Wybierz z poniższych rekordów wszystkie wiersze zawierające słowo „cloud” i przepisz je.

Wpisy do oznaczania ramek ograniczających
============================================================
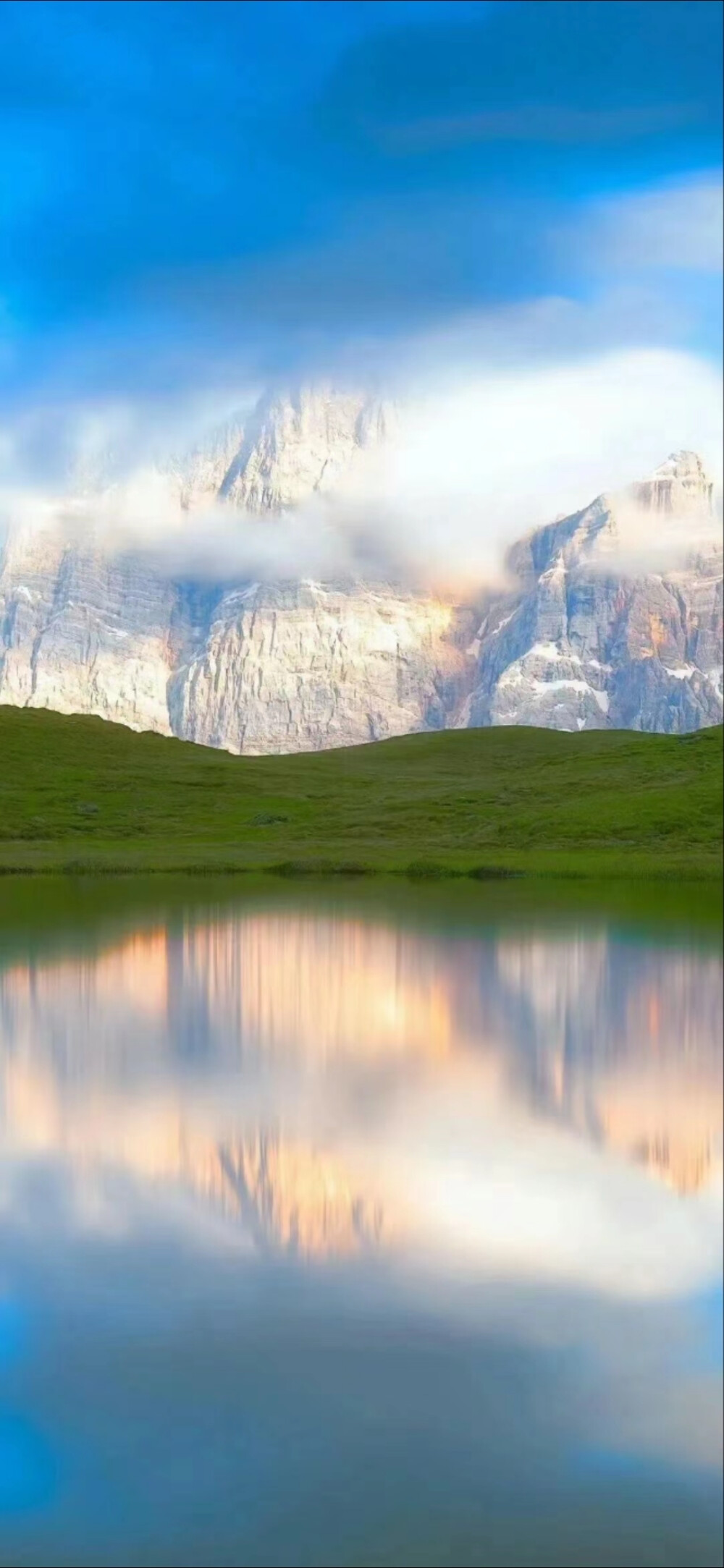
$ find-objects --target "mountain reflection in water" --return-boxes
[0,910,723,1264]
[0,889,723,1568]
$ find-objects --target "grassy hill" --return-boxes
[0,707,723,878]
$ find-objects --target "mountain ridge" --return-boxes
[0,387,723,754]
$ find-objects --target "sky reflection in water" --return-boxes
[0,897,723,1565]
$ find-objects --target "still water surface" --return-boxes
[0,891,723,1568]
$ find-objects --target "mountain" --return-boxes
[0,387,723,754]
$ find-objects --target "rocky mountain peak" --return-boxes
[219,384,394,513]
[633,452,715,516]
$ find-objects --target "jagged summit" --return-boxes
[0,384,723,753]
[633,452,715,516]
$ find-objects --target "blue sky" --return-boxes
[0,0,723,426]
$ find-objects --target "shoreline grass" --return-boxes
[0,707,723,883]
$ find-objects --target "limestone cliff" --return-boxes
[0,389,723,753]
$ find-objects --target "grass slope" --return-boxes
[0,707,723,878]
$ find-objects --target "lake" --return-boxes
[0,878,723,1568]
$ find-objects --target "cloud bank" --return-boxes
[0,342,723,591]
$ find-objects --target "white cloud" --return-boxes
[555,174,724,274]
[0,340,723,588]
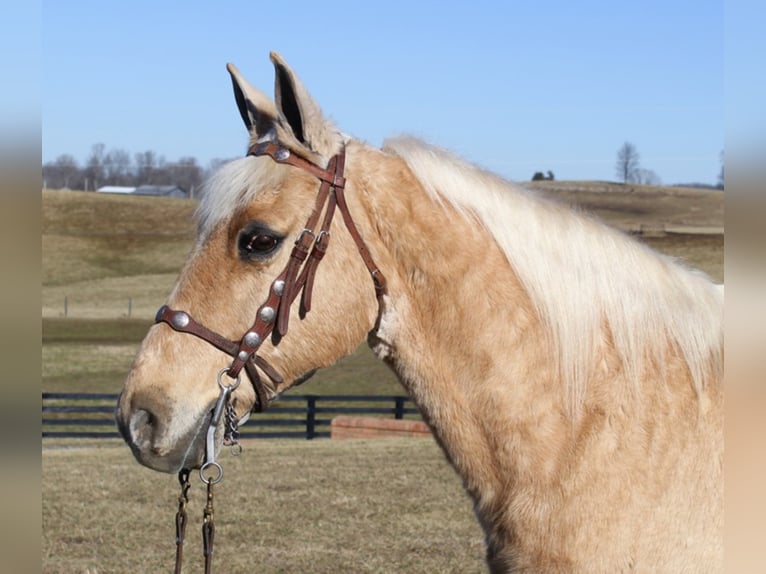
============================================================
-- Pełna odpowiedź --
$ find-objects --target "cloud bank" --return-boxes
$ find-objects --target "white cloud" --return-boxes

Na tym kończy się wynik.